BRIEF
Locate the line that contains "of the mint". Reproduce it and all following lines up to the end of the material, exactly and with nothing added.

>> start

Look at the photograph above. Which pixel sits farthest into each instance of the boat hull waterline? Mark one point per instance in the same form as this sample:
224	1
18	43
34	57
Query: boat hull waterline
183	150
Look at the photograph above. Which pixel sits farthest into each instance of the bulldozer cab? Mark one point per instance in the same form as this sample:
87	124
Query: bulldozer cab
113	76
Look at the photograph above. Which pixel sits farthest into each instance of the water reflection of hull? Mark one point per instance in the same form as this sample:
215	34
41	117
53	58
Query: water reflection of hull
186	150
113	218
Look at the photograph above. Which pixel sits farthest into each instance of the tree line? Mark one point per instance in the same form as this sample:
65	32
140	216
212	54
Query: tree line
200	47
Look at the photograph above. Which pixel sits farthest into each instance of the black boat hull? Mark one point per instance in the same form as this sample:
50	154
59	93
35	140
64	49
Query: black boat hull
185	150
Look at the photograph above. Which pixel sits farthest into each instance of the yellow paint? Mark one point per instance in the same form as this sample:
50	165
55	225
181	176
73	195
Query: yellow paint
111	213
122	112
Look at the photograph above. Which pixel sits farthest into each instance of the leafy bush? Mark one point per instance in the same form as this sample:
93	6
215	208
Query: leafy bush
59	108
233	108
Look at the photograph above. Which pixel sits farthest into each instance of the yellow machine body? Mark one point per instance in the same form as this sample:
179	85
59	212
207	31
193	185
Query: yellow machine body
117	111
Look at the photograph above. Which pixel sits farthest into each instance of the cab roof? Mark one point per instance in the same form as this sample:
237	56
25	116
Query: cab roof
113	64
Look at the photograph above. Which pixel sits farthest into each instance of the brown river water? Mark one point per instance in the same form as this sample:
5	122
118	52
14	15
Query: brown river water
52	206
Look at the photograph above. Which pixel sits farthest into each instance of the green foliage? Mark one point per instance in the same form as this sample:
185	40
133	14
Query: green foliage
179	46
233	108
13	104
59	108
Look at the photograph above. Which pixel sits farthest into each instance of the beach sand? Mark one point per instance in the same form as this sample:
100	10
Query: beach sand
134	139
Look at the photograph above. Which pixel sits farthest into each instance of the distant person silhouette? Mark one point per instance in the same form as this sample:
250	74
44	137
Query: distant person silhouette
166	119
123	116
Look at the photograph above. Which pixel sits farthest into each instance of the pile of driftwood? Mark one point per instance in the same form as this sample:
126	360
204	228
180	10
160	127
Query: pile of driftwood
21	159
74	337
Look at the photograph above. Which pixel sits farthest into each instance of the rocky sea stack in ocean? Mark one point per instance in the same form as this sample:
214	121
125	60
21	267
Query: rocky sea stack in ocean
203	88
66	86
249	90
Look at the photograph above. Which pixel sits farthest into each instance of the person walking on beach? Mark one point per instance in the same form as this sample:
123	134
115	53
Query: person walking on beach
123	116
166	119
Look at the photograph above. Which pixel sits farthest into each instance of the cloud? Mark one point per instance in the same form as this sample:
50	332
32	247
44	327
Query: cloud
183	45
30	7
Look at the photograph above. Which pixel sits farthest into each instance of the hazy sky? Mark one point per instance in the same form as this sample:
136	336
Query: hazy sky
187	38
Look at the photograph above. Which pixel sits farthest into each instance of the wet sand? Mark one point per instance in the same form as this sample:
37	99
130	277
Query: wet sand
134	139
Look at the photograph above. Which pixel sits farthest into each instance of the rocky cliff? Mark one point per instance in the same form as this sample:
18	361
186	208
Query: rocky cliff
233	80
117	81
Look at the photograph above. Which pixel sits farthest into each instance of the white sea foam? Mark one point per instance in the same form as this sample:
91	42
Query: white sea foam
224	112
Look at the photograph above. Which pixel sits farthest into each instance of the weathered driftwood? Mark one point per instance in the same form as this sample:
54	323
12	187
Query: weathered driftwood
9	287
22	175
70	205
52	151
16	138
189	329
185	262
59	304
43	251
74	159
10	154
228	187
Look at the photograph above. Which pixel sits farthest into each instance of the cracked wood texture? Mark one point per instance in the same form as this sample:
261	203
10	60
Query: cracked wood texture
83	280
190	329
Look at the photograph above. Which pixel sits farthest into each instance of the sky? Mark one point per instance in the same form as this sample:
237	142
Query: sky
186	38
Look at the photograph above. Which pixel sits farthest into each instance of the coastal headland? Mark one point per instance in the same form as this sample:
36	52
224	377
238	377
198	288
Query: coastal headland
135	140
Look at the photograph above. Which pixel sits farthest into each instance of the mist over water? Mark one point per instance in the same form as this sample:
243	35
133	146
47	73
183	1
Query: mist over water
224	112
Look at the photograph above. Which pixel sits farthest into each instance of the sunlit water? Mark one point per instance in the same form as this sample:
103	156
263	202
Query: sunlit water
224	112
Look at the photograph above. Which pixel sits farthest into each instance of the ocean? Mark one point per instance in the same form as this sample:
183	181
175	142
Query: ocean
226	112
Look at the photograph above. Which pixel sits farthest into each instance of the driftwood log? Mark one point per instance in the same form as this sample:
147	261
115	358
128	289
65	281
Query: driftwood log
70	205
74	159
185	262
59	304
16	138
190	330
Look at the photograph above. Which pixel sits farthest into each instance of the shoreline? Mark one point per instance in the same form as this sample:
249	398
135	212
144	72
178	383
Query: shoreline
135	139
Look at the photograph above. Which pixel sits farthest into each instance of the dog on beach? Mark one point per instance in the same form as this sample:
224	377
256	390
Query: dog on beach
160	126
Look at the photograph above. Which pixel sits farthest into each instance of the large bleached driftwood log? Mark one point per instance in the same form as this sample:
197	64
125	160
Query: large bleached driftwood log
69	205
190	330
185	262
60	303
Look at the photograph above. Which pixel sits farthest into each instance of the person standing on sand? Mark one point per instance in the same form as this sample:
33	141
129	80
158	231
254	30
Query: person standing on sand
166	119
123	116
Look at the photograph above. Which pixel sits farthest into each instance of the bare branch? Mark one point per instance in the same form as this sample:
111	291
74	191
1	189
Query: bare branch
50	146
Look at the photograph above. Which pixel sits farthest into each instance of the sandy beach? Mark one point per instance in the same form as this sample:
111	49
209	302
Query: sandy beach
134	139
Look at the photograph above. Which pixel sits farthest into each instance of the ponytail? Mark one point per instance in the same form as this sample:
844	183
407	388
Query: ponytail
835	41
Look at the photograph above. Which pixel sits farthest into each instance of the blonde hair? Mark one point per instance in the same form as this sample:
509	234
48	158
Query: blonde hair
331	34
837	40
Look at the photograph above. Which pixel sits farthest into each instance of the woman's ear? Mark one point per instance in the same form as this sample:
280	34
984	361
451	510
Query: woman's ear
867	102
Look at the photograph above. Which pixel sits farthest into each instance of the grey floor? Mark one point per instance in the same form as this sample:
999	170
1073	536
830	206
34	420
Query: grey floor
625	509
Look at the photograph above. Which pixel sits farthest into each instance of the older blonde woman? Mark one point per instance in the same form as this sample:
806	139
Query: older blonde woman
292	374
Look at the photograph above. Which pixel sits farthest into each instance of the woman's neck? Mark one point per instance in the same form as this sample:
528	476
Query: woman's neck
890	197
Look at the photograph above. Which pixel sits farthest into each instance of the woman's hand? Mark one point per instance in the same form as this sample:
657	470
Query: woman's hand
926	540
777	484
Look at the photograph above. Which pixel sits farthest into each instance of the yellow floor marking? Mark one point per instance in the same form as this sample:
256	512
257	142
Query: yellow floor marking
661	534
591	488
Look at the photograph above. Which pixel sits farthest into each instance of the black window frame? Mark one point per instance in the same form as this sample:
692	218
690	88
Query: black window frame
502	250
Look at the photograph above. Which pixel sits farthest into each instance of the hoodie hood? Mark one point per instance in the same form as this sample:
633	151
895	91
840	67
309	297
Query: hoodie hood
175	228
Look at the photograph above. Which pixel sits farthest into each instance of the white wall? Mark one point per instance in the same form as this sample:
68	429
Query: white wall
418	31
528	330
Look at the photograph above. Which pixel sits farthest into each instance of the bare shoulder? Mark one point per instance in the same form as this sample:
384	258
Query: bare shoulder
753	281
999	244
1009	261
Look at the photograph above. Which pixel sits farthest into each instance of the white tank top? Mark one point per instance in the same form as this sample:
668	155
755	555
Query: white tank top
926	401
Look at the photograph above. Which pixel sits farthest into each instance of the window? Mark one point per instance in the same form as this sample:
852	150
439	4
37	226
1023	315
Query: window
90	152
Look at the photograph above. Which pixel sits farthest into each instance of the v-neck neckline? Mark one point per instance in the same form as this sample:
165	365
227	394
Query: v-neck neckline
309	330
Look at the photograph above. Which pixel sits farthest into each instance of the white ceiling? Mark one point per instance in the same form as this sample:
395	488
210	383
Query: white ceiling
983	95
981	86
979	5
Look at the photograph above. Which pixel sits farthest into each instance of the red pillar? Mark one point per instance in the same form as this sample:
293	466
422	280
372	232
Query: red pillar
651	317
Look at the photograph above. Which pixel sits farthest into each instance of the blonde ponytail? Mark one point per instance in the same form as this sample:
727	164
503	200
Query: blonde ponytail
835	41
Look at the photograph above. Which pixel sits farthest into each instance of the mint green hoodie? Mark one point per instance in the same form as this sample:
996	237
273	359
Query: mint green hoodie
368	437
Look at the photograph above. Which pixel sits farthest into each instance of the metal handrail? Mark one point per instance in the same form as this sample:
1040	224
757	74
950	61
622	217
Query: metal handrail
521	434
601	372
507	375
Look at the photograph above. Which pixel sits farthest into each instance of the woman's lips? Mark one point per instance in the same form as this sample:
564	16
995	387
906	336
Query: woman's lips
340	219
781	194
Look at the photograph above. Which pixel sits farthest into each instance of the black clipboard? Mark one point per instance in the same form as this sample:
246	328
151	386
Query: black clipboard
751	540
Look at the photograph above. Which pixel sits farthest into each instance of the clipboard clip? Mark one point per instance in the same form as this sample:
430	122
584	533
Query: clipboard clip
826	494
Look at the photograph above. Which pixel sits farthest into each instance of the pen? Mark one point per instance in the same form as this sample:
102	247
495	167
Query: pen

>> end

ANSWER BELOW
Look at the photograph above. Which pixel sits farthest into each instance of the mint green hoodie? Mark one point per instance in the same form as this sample:
996	237
273	359
Query: mint green hoodie
368	437
Look at the photograph above. Which pixel sits farthest into each instance of the metal handrail? Mark one point per instance in the same form as this sample:
1040	224
757	74
950	61
622	217
Query: metal handrail
521	434
601	372
507	375
Look at the photograph above. Which pixel sits farthest into each instance of the woman's lips? Mark one point per instance in the same form as this sample:
564	16
995	387
906	336
Query: woman's lips
340	219
781	194
Look at the photograph above. Which pixel sits farthest into each instance of the black clipboard? Mark one point per instance in the same form as this sample:
246	328
151	386
Query: black clipboard
751	540
Look at the photograph above. Which pixel sits farthest into each instance of the clipboard clip? Mark one point per instance in the same form as this sample:
430	122
584	533
Query: clipboard clip
826	494
Look at the photograph above. Which pixel sits farthest into each instance of the pen? Mark one point per instance in the same form as this sample:
102	247
495	167
Query: pen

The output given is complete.